## EXERCISE DETAILS
Please select each line in the records below that contains the word "black", and copy those lines.
··· RECORDS FOR THE TASK ···
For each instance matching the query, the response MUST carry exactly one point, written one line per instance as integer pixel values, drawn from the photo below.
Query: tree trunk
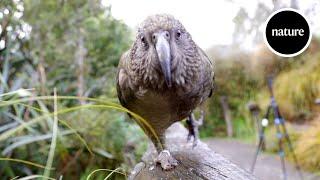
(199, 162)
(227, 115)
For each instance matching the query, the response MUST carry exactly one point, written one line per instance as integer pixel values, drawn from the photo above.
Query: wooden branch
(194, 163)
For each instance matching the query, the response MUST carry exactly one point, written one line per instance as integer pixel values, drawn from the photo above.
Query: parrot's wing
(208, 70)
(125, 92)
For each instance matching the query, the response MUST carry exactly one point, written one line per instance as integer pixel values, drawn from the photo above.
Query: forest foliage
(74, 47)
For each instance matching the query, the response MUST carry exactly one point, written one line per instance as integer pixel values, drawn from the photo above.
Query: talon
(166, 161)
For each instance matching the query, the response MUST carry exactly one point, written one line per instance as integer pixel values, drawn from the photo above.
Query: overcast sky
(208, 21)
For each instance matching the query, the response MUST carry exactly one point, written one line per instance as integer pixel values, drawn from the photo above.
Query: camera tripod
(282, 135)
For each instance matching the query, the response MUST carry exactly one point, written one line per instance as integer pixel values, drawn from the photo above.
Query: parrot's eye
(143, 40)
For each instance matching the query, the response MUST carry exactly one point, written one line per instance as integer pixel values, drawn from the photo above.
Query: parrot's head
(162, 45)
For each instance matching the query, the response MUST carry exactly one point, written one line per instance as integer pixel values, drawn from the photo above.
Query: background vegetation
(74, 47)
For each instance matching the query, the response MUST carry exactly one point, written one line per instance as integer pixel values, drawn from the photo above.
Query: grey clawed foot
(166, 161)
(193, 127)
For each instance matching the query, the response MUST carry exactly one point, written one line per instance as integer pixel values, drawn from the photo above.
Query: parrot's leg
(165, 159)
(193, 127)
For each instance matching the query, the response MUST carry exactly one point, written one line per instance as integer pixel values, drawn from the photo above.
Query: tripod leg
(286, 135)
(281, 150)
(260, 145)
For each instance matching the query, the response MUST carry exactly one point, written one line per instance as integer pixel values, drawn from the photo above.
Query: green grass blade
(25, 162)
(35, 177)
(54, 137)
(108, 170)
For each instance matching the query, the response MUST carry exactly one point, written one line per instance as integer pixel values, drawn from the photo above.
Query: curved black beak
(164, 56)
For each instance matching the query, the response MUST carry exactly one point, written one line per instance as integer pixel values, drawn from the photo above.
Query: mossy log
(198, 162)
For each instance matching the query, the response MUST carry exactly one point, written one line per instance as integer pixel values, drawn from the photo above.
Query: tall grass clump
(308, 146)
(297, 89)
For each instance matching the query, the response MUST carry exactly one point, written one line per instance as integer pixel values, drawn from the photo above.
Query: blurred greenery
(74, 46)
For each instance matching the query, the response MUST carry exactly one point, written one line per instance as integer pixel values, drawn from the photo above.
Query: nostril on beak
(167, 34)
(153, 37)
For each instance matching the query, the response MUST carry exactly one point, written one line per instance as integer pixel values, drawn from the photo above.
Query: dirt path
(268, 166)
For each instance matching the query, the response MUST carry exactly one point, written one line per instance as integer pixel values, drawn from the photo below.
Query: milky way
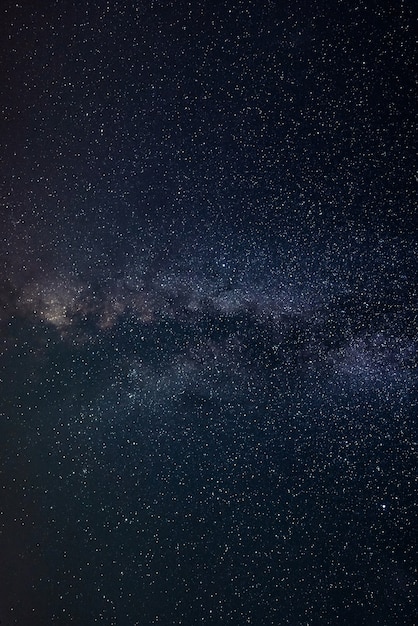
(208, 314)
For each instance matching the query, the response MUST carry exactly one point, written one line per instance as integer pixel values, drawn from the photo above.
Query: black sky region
···
## EXERCISE RESULT
Query: curved black beak
Query: black sky region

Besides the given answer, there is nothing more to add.